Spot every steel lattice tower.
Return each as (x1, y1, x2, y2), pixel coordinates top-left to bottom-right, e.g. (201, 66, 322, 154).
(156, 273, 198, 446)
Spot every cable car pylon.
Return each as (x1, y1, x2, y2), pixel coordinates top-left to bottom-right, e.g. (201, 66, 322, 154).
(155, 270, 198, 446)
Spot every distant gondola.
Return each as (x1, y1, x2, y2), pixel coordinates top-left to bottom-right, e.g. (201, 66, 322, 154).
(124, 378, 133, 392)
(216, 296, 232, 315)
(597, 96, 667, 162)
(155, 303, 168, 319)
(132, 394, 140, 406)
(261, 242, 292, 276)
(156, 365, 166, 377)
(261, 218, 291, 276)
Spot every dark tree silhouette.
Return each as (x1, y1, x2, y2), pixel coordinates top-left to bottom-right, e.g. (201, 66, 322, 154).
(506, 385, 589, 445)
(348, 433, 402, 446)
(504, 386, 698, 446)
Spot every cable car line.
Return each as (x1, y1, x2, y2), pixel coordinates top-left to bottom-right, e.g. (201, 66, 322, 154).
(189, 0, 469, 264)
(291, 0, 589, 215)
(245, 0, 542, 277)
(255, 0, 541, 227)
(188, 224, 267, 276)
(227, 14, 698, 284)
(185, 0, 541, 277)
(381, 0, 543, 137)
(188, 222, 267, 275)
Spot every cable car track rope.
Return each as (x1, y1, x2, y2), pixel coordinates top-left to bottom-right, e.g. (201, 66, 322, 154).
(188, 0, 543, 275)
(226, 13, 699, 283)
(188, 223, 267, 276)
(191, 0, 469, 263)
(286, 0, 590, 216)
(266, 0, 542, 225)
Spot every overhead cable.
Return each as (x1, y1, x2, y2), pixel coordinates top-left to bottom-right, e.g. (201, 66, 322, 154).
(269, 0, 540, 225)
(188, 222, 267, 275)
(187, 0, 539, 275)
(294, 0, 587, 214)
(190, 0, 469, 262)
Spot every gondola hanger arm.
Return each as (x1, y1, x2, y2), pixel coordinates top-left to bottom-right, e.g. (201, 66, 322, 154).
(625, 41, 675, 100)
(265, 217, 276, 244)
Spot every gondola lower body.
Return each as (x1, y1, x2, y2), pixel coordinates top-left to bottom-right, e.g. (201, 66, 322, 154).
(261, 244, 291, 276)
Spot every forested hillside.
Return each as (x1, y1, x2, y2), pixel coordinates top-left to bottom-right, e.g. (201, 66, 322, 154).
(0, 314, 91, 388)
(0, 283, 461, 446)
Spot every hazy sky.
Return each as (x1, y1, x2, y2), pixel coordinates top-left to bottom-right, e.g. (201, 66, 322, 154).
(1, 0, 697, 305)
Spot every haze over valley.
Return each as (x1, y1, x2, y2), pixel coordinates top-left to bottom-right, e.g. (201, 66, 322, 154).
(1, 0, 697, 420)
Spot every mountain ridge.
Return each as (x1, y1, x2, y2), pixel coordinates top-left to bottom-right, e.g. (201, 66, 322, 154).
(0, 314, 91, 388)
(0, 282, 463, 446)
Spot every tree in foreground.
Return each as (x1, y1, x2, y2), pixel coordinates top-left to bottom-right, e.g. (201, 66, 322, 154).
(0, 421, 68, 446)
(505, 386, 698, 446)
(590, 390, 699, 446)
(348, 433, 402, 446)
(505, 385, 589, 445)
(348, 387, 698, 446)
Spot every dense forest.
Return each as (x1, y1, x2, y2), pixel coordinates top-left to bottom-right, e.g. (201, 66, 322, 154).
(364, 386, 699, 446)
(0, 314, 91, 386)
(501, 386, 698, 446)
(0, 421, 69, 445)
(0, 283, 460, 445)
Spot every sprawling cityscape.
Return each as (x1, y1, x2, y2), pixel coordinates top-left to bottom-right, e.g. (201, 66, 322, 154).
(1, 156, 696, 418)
· · · ·
What this task involves: For the entries above, give only the number of lines that contain the word "gondola".

Response area: 3